• [Text]:
⁂
Metadata-Version: 2.4
Name: airflow-floe
Version: 0.1.2
Summary: Airflow connector for Floe CLI (manifest-first orchestration)
Author: Floe contributors
License-Expression: MIT
Project-URL: Homepage, https://github.com/malon64/floe
Project-URL: Repository, https://github.com/malon64/floe
Project-URL: Issues, https://github.com/malon64/floe/issues
Project-URL: Documentation, https://github.com/malon64/floe/tree/main/orchestrators/airflow-floe
Keywords: airflow,orchestration,ingestion,data-quality
Classifier: Development Status :: 4 - Beta
Classifier: Intended Audience :: Developers
Classifier: Programming Language :: Python :: 3
Classifier: Programming Language :: Python :: 3 :: Only
Classifier: Programming Language :: Python :: 3.10
Classifier: Programming Language :: Python :: 3.11
Classifier: Programming Language :: Python :: 3.12
Classifier: Topic :: Software Development :: Libraries
Requires-Python: >=3.10
Description-Content-Type: text/markdown
Requires-Dist: apache-airflow<4,>=3.1
Provides-Extra: dev
Requires-Dist: pytest>=7; extra == "dev"
⁂
• [Recorded information]:

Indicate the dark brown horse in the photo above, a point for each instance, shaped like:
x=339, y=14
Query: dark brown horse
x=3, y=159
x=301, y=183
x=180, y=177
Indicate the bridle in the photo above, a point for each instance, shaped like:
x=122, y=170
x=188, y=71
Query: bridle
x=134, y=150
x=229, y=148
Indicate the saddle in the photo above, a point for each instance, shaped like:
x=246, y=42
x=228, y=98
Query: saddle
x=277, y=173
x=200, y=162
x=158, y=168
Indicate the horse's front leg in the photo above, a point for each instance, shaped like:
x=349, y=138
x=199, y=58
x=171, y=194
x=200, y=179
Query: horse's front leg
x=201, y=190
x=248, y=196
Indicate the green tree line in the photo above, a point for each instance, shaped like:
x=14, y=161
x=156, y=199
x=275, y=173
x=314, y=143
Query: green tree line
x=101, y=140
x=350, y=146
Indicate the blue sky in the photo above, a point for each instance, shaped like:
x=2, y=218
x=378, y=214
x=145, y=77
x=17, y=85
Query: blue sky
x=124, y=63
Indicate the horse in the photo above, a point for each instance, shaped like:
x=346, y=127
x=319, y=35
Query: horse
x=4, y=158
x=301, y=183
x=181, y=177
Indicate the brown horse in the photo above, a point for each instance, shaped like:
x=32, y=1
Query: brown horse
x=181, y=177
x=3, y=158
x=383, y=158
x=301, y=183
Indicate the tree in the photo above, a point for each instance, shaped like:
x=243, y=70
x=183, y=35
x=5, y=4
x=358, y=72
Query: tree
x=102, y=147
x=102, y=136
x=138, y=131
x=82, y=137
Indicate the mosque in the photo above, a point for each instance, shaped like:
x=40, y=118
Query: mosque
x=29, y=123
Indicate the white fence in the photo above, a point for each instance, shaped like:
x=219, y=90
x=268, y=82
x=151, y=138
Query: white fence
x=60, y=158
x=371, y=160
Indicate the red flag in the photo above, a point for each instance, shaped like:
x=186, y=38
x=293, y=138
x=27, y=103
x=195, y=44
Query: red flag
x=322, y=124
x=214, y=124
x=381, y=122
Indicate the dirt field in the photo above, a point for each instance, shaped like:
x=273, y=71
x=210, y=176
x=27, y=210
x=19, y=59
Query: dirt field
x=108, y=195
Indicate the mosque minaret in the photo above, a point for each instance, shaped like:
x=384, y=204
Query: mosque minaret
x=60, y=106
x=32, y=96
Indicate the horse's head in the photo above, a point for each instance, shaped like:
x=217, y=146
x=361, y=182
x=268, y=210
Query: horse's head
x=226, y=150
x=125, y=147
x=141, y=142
⁂
• [Set exercise 1]:
Summarize the airflow-floe package metadata in two sentences.
• [Set exercise 2]:
Extend the airflow-floe package metadata from its final entry onward.

• [Reply 1]:
The airflow-floe package, version 0.1.2, is an Airflow connector for the Floe CLI (manifest-first orchestration), released by Floe contributors under the MIT license. It requires Python 3.10 or later and apache-airflow at least 3.1 but below 4, with pytest 7 or newer as an optional dev dependency.

• [Reply 2]:
# Floe + Airflow (MVP example)

This folder contains:
- a reusable Python connector package (`src/airflow_floe`)
- example DAGs (`dags/`) that consume the package

For local setup of both Dagster and Airflow with isolated virtual environments, see:
- `orchestrators/LOCAL_DEV.md`

## Contents

- `INTEGRATION_SPEC.md`: contract between Airflow and Floe CLI
- `schemas/`: JSON Schemas for XCom payloads and manifest contract
- `src/airflow_floe/manifest.py`: manifest loader/converter (legacy `floe.plan.v1` -> `floe.manifest.v1`)
- `src/airflow_floe/runtime.py`: shared runtime helpers (manifest context, run event parsing, summary loading)
- `src/airflow_floe/hooks.py`: reusable manifest hook (`FloeManifestHook`)
- `src/airflow_floe/operators.py`: reusable run hook/operator (`FloeRunHook`, `FloeRunOperator`)
- `example/config.yml`: small Floe config for demo
- `dags/floe_example_operator_dag.py`: example DAG using `FloeRunOperator`

## Quick usage

1. Make sure `floe` is available in PATH (or set `FLOE_CMD`).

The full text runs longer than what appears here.